§ **Aim of the task**
Set down all of the data that follows word for word, without the images.

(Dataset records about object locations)
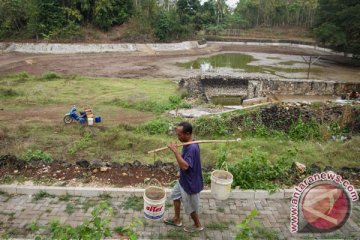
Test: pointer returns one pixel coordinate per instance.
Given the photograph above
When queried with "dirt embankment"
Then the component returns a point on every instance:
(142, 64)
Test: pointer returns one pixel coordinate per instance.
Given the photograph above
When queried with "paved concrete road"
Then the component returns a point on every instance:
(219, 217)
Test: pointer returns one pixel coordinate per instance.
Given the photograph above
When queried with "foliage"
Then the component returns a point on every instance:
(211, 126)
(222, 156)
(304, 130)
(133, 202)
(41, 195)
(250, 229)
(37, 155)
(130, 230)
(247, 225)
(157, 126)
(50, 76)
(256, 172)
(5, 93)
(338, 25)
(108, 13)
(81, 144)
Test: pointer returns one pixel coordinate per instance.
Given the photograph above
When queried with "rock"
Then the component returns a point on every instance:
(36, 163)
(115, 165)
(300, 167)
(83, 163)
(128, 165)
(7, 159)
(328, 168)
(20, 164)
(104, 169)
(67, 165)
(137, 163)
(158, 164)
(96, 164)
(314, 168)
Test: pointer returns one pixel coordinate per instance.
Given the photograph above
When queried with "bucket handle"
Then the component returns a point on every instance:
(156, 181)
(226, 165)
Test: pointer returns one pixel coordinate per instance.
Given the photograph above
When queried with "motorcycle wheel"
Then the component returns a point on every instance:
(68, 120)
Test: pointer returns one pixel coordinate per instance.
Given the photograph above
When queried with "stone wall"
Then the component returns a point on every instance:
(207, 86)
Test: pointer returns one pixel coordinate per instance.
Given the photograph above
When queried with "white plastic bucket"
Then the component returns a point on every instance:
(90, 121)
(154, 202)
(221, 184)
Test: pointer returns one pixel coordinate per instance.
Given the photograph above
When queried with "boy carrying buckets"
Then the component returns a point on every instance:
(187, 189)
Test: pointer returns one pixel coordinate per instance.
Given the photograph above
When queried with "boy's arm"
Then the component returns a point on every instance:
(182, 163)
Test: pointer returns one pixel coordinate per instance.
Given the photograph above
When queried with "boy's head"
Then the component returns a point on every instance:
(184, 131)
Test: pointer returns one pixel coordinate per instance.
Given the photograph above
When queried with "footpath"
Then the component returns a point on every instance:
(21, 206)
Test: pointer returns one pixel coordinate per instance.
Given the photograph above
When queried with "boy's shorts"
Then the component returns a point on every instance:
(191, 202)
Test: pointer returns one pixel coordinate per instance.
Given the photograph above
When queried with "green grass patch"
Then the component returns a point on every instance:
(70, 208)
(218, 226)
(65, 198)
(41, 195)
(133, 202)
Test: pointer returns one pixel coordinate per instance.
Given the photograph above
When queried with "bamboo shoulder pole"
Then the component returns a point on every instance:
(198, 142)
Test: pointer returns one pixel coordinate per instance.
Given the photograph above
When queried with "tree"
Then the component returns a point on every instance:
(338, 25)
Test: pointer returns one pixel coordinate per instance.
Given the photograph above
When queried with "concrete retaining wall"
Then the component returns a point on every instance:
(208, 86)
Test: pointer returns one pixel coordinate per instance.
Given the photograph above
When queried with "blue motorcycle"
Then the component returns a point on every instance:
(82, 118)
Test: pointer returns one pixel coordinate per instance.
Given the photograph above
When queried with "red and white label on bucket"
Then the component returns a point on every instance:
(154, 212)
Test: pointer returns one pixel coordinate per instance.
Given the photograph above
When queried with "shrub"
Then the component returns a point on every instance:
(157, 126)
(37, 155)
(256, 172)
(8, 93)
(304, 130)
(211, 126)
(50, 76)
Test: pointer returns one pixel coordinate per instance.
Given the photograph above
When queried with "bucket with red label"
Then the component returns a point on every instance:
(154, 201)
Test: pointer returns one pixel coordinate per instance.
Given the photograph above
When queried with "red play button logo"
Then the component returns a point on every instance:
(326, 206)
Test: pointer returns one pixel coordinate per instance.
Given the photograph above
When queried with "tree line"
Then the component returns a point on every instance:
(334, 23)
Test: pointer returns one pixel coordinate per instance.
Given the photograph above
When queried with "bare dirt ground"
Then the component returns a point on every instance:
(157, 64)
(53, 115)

§ **Exercise response**
Test: pointer returns one pixel coordinate per instance.
Given the photograph above
When queried with "dirt embankment"
Then the component returns a point on every instance:
(142, 64)
Test: pointer returns one pixel coordinate per instance.
Given the photograph above
When queried with "paved concrete road"
Then the component returns a point on every instance:
(219, 217)
Test: pointer returns one pixel coordinate per instance.
Given the photograph above
When queried with "foliage"
Then the component returns a point on every instance:
(211, 126)
(222, 156)
(304, 130)
(133, 202)
(41, 195)
(250, 229)
(37, 155)
(130, 230)
(247, 225)
(157, 126)
(50, 76)
(256, 172)
(5, 93)
(338, 25)
(108, 13)
(81, 144)
Test: pointer returns one pixel coordinate per instance.
Given the photograph above
When queried with "rock"
Then the component returns a point on every instance:
(36, 163)
(115, 165)
(300, 167)
(83, 163)
(128, 165)
(7, 159)
(328, 168)
(20, 164)
(104, 169)
(67, 165)
(137, 163)
(158, 164)
(96, 164)
(314, 168)
Test: pointer returns one pixel coordinate per instance.
Given the photograph above
When queried with "bucket handle"
Then the component returns a point on every instance:
(156, 181)
(226, 165)
Test: pointer returns one pixel coordinate per instance.
Given the photograph above
When queried with "motorcycle wheel"
Then the component returns a point on every instance:
(68, 120)
Test: pointer returns one pixel coordinate per instance.
Given the photograph above
When queried with "stone wall"
Then the component returns a point on every instance:
(207, 86)
Test: pointer returns one pixel coordinate per instance.
Given the photograph above
When queried with "white plastic bucket"
Then the component returns a point on every instance:
(90, 121)
(154, 202)
(221, 184)
Test: pointer returns one pixel coordinate per instance.
Given the photograph above
When queried with "boy carrying buckets"
Then the component returns a point on every instance:
(187, 189)
Test: pointer returns one pixel coordinate per instance.
Given the photograph above
When queried with "boy's arm"
Then the component returns a point on every instance:
(182, 163)
Test: pointer returns one pixel coordinate per instance.
Given the photograph above
When queried with "boy's head"
Then the component returns a point on every instance:
(184, 131)
Test: pointer returns one pixel coordinate per instance.
Given the photograph above
When queried with "footpath"
Then the component returns a point on every instance:
(21, 206)
Test: pointer returns one pixel coordinate per instance.
Given the photograph above
When queried with "boy's shorts"
Then the component returns a point on every instance:
(191, 202)
Test: pointer returns one pixel coordinate per instance.
Given the photograph above
When queried with "green grass patch"
Then the component returns a point on every instance:
(70, 208)
(218, 226)
(65, 198)
(41, 195)
(133, 202)
Test: pointer returns one pixel coordinate per instance.
Given the photograph above
When queried with "bamboo shoulder pole"
Then the component returns a point on every instance:
(198, 142)
Test: pointer returns one pixel coordinate per instance.
Given the photograph above
When queried with "tree"
Then the component returns a point on every instance:
(338, 25)
Test: pointer returns one pixel coordinate per instance.
Given the photograph above
When queried with "concrete retaining wall"
Then the component returns a point on every instance:
(208, 86)
Test: pointer returns one pixel coordinate per instance.
Given the photograph above
When queried with "blue motorcycle"
Then the component returns a point on every instance:
(82, 118)
Test: pointer returns one pixel coordinate per instance.
Given the photograph above
When queried with "red and white label on bucket"
Then the component returns a point on every instance:
(154, 212)
Test: pointer returns one pixel coordinate per instance.
Given the photograph above
When queried with "shrub"
Then the component returns a point on every instance:
(157, 126)
(37, 155)
(256, 172)
(8, 93)
(304, 130)
(211, 126)
(50, 76)
Test: pointer returns one pixel coordinate per instance.
Given the photograph above
When queried with "bucket with red label"
Then the component returns a point on every instance:
(154, 201)
Test: pointer returns one pixel coordinate per instance.
Given the photograph above
When queried with "red play button logo"
Then the component returns a point on every instance:
(326, 206)
Test: pointer returns one pixel coordinate per instance.
Given the photograph above
When queried with "tree line"
Then the component returns a point on every instance:
(334, 23)
Test: pointer returns one pixel coordinate per instance.
Given the photograph above
When queried with "bare dirt ground"
Then the component returns a point on every instance:
(157, 64)
(53, 115)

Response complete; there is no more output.